§ What to work on
Quote exactly the lines running from the line with "Put one point on each instance of the woman's silhouette." to the end of the entries, including both, and nothing else.

start

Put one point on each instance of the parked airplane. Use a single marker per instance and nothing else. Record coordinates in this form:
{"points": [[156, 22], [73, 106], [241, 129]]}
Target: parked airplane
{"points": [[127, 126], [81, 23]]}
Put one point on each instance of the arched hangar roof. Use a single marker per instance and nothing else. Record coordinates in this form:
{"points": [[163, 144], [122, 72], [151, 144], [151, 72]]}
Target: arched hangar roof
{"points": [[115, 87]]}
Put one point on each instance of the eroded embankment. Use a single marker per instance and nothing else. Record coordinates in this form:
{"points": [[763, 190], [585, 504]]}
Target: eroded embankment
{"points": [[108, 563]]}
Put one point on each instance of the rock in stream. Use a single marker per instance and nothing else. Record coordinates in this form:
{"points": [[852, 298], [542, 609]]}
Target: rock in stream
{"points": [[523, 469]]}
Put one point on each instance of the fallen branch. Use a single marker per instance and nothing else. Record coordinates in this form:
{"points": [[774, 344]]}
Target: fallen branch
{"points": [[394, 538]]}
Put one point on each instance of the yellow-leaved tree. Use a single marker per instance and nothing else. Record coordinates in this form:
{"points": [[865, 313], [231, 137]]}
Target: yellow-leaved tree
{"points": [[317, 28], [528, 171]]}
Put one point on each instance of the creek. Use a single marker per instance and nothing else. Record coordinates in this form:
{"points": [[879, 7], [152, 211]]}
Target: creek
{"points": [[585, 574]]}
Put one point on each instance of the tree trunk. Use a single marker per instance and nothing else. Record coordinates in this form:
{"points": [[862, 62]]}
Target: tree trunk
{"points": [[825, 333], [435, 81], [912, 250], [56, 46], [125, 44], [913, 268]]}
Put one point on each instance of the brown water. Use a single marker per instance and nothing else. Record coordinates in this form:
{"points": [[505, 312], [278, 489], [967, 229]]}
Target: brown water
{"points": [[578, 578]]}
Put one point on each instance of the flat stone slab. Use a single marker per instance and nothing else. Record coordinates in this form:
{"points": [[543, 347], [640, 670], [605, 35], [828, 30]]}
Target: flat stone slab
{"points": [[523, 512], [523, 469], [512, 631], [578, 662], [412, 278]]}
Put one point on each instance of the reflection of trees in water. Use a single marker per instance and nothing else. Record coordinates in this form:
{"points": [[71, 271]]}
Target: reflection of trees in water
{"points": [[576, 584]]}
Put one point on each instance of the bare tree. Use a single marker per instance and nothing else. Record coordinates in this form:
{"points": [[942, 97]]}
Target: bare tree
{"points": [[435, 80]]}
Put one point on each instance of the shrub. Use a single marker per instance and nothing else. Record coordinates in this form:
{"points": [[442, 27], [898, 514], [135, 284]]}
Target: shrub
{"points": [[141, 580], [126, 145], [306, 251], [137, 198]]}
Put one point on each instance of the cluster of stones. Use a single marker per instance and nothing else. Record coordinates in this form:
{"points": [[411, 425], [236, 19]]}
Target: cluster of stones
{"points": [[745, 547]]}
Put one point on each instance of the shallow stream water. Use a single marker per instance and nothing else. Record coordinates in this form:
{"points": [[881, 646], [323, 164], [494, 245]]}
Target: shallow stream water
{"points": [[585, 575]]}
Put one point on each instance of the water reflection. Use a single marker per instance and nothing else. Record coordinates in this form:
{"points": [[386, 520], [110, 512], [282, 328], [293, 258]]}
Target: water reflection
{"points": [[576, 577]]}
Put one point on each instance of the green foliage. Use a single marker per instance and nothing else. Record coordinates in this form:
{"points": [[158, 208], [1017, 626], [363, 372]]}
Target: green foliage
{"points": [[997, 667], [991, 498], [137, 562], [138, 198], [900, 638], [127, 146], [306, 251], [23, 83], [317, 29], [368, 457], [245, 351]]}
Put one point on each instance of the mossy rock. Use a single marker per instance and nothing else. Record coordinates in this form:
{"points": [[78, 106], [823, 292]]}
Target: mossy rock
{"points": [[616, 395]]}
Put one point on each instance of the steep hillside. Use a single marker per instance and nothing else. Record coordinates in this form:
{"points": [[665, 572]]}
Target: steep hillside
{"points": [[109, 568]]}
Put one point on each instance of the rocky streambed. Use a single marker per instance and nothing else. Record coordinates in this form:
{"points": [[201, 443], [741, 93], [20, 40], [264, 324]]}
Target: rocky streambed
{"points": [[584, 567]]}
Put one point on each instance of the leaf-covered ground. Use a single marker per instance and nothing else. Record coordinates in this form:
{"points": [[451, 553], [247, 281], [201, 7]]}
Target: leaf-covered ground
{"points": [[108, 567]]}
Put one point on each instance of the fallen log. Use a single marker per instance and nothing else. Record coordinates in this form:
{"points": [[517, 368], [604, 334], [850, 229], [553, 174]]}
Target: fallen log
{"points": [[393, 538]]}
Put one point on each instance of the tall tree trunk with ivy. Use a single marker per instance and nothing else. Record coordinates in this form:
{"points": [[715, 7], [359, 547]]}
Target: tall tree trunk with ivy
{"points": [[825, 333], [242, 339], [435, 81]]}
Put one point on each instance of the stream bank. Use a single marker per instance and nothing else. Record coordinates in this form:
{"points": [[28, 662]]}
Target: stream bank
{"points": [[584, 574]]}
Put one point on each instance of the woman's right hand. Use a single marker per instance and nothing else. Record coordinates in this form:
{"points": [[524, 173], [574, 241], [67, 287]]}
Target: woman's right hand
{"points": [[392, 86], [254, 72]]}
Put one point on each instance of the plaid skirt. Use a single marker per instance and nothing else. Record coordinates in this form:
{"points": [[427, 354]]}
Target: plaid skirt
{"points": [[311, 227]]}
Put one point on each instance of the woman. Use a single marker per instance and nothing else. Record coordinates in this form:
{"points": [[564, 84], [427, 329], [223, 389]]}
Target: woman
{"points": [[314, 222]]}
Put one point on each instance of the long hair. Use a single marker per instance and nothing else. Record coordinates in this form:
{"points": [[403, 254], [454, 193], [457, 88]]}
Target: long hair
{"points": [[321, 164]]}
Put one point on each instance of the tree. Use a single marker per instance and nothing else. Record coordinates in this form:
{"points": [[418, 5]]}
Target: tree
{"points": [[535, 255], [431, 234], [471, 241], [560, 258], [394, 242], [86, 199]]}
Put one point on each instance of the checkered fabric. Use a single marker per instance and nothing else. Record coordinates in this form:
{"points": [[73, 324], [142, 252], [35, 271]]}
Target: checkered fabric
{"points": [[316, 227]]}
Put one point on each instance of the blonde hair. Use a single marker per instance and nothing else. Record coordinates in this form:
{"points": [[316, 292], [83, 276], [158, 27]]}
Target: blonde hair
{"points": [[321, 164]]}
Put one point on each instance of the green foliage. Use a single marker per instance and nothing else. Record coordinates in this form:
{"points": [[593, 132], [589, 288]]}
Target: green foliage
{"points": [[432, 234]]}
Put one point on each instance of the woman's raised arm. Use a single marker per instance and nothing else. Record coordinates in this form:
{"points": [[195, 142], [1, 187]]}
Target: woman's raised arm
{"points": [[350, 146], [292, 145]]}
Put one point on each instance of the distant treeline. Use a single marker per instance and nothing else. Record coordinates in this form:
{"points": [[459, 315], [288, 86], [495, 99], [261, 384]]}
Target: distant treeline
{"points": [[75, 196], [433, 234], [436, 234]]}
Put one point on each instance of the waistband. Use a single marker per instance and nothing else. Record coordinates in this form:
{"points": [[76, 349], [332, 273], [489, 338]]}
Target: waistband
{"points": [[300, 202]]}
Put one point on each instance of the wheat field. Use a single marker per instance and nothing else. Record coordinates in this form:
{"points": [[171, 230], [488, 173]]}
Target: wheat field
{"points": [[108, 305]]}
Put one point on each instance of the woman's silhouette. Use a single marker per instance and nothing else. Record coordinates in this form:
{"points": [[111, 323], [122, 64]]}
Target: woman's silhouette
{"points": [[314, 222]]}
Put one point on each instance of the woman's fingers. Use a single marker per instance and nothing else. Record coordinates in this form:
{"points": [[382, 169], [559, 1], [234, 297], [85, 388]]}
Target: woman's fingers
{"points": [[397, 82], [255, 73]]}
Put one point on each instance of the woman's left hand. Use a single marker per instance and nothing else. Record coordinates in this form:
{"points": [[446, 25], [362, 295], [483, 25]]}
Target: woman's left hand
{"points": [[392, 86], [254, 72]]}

end

§ Expected answer
Put one point on each instance of the woman's silhouette. Use a single marker per instance and nothing else. Record coordinates in this form:
{"points": [[111, 323], [122, 64]]}
Target: woman's silhouette
{"points": [[314, 222]]}
Put one point on each instance of the woman's fingers. Use a single marker per instance and nothing else. Record coordinates in this form:
{"points": [[382, 169], [559, 1], [234, 297], [85, 388]]}
Target: woman's fingers
{"points": [[397, 82], [255, 73]]}
Put one point on each instance of the woman's left hand. Use a single marker per instance and nothing else. Record coordinates in this form:
{"points": [[446, 25], [362, 295], [483, 25]]}
Target: woman's left hand
{"points": [[392, 86], [254, 72]]}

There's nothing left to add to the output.